Dataset content –

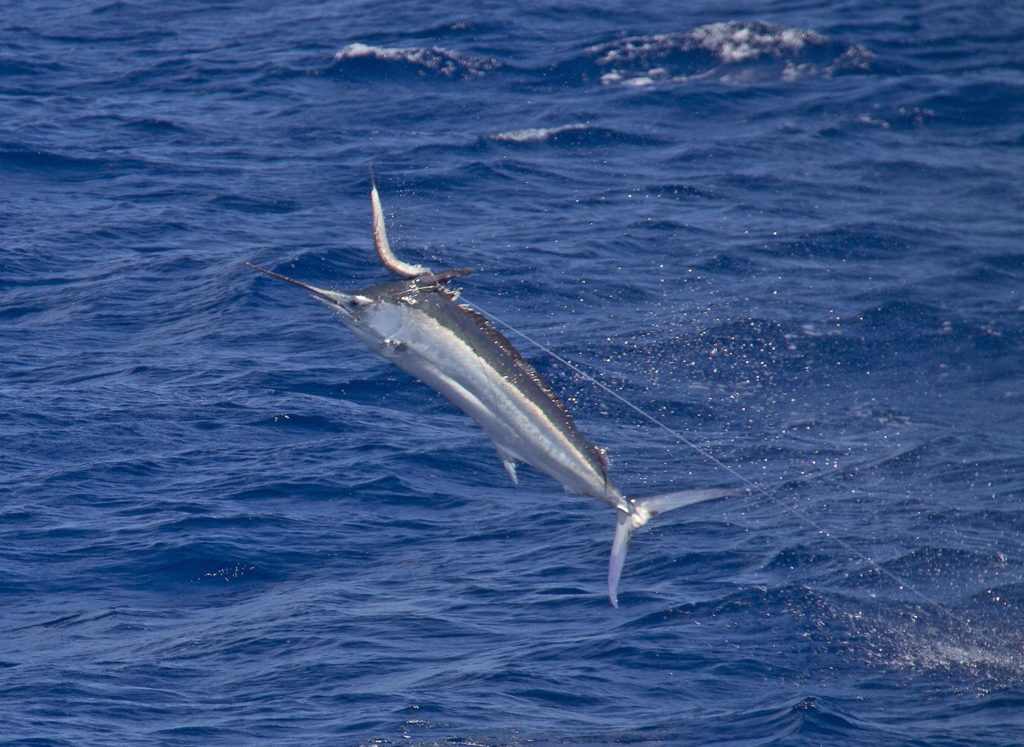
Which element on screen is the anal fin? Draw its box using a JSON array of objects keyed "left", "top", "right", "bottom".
[{"left": 496, "top": 446, "right": 519, "bottom": 485}]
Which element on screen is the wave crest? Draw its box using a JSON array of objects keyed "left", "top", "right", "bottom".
[
  {"left": 334, "top": 43, "right": 502, "bottom": 80},
  {"left": 584, "top": 20, "right": 874, "bottom": 86}
]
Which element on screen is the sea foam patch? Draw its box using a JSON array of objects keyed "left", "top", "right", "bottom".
[
  {"left": 585, "top": 22, "right": 874, "bottom": 87},
  {"left": 334, "top": 42, "right": 502, "bottom": 79}
]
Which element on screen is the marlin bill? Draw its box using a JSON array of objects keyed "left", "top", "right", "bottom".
[{"left": 246, "top": 186, "right": 736, "bottom": 607}]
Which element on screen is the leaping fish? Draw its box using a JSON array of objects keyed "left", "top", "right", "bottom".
[{"left": 246, "top": 185, "right": 736, "bottom": 607}]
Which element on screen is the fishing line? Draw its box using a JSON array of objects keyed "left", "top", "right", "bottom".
[{"left": 473, "top": 302, "right": 956, "bottom": 622}]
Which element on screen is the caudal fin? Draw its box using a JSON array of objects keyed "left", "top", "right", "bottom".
[{"left": 608, "top": 488, "right": 739, "bottom": 607}]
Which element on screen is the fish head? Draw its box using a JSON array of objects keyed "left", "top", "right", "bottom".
[
  {"left": 246, "top": 262, "right": 416, "bottom": 349},
  {"left": 312, "top": 284, "right": 406, "bottom": 349}
]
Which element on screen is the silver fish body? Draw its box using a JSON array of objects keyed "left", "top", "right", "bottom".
[{"left": 247, "top": 188, "right": 735, "bottom": 607}]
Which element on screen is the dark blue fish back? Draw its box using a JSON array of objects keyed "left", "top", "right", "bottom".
[{"left": 0, "top": 0, "right": 1024, "bottom": 745}]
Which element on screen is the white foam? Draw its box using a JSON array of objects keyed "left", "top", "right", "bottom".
[
  {"left": 490, "top": 122, "right": 587, "bottom": 142},
  {"left": 334, "top": 42, "right": 501, "bottom": 78},
  {"left": 586, "top": 22, "right": 874, "bottom": 86}
]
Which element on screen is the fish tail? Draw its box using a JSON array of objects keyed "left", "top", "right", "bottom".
[{"left": 608, "top": 488, "right": 739, "bottom": 608}]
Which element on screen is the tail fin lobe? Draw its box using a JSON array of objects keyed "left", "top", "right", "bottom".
[{"left": 608, "top": 488, "right": 739, "bottom": 608}]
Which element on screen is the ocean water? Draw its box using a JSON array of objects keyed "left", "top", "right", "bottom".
[{"left": 0, "top": 0, "right": 1024, "bottom": 745}]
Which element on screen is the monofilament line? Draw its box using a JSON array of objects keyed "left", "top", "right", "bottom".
[{"left": 472, "top": 303, "right": 955, "bottom": 622}]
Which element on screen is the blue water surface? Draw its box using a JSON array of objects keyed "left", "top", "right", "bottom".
[{"left": 0, "top": 0, "right": 1024, "bottom": 745}]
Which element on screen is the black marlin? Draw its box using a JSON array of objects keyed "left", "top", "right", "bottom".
[{"left": 246, "top": 186, "right": 735, "bottom": 607}]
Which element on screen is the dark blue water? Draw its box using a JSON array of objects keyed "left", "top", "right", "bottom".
[{"left": 0, "top": 0, "right": 1024, "bottom": 745}]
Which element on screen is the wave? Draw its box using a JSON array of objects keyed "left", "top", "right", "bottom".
[
  {"left": 488, "top": 122, "right": 658, "bottom": 147},
  {"left": 583, "top": 20, "right": 874, "bottom": 86},
  {"left": 332, "top": 43, "right": 504, "bottom": 80}
]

Aim of the task – Change "Draw its box" to "Outline it" everywhere in the lines above and give them again with nothing else altered. Leave out the pictures.

The reply –
Which element on screen is the anal fin? Outline it using a JSON array of objects keyed "left", "top", "right", "bottom".
[{"left": 496, "top": 446, "right": 519, "bottom": 485}]
Which element on screen is the wave crest? Outline it using a JSON array of objects keyed "left", "top", "right", "bottom".
[
  {"left": 334, "top": 43, "right": 502, "bottom": 80},
  {"left": 584, "top": 20, "right": 874, "bottom": 86}
]
Which element on screen is the sea foam patch? Outline it using a JSON array of objects keyed "left", "top", "right", "bottom".
[
  {"left": 585, "top": 22, "right": 874, "bottom": 87},
  {"left": 334, "top": 42, "right": 502, "bottom": 79}
]
Which element on screen is the marlin bill? Outline it using a JSON array of objects keyed "left", "top", "right", "bottom".
[{"left": 246, "top": 186, "right": 736, "bottom": 607}]
Which element on screen is the leaping fish? Outline it using a JSON array of objects keyed "left", "top", "right", "bottom".
[{"left": 246, "top": 185, "right": 736, "bottom": 607}]
Which element on screen is the fishing line? Outline it using a JSON array of objects keyed "left", "top", "right", "bottom".
[{"left": 473, "top": 302, "right": 956, "bottom": 622}]
Which element on screen is the caudal fin? Outline it using a JSON array of objects keyed "left", "top", "right", "bottom".
[{"left": 608, "top": 488, "right": 739, "bottom": 607}]
Which element on screen is the fish head? Outline it using a JSON array of objects keyed "left", "top", "right", "bottom".
[
  {"left": 246, "top": 262, "right": 416, "bottom": 349},
  {"left": 312, "top": 284, "right": 406, "bottom": 349}
]
Which element on screen is the silver fish body? Outline it using a JSON array of objects keyed "left", "top", "right", "bottom".
[{"left": 247, "top": 188, "right": 735, "bottom": 607}]
Which element on screen is the dark blue fish back? Outline it using a JSON array of objects keyed "left", "top", "right", "bottom".
[{"left": 0, "top": 0, "right": 1024, "bottom": 745}]
Which element on screen is the white foam? Outline it using a JSON array of objects keyed "left", "top", "right", "bottom".
[
  {"left": 490, "top": 122, "right": 587, "bottom": 142},
  {"left": 334, "top": 42, "right": 501, "bottom": 78},
  {"left": 586, "top": 22, "right": 874, "bottom": 86}
]
Which element on screen is the fish tail? Outline it using a JSON array of objects keyed "left", "top", "right", "bottom".
[{"left": 608, "top": 488, "right": 739, "bottom": 608}]
Which element on screen is the tail fin lobe? Outline it using a JSON array of objects keyed "left", "top", "right", "bottom".
[{"left": 608, "top": 488, "right": 739, "bottom": 608}]
Which element on screen is the ocean water? Outline it using a JSON array of objects keyed "left", "top", "right", "bottom".
[{"left": 0, "top": 0, "right": 1024, "bottom": 745}]
Which element on screen is the monofilament line? Outline it using a JSON array of objects keyed "left", "top", "right", "bottom".
[{"left": 472, "top": 303, "right": 955, "bottom": 622}]
Which element on screen is the blue water surface? Outline it using a JSON array of objects keyed "left", "top", "right", "bottom".
[{"left": 0, "top": 0, "right": 1024, "bottom": 745}]
Which element on screen is the black marlin? Outline it using a JSON array of objects keyed "left", "top", "right", "bottom".
[{"left": 246, "top": 186, "right": 735, "bottom": 607}]
Which element on screen is the dark blue water? Outline it using a JSON array of objects keyed "left", "top", "right", "bottom".
[{"left": 0, "top": 0, "right": 1024, "bottom": 745}]
Which element on screen is the wave? Outline it using a JSON array of objects keyed "left", "top", "right", "bottom".
[
  {"left": 488, "top": 122, "right": 658, "bottom": 147},
  {"left": 583, "top": 20, "right": 874, "bottom": 86},
  {"left": 332, "top": 43, "right": 504, "bottom": 80}
]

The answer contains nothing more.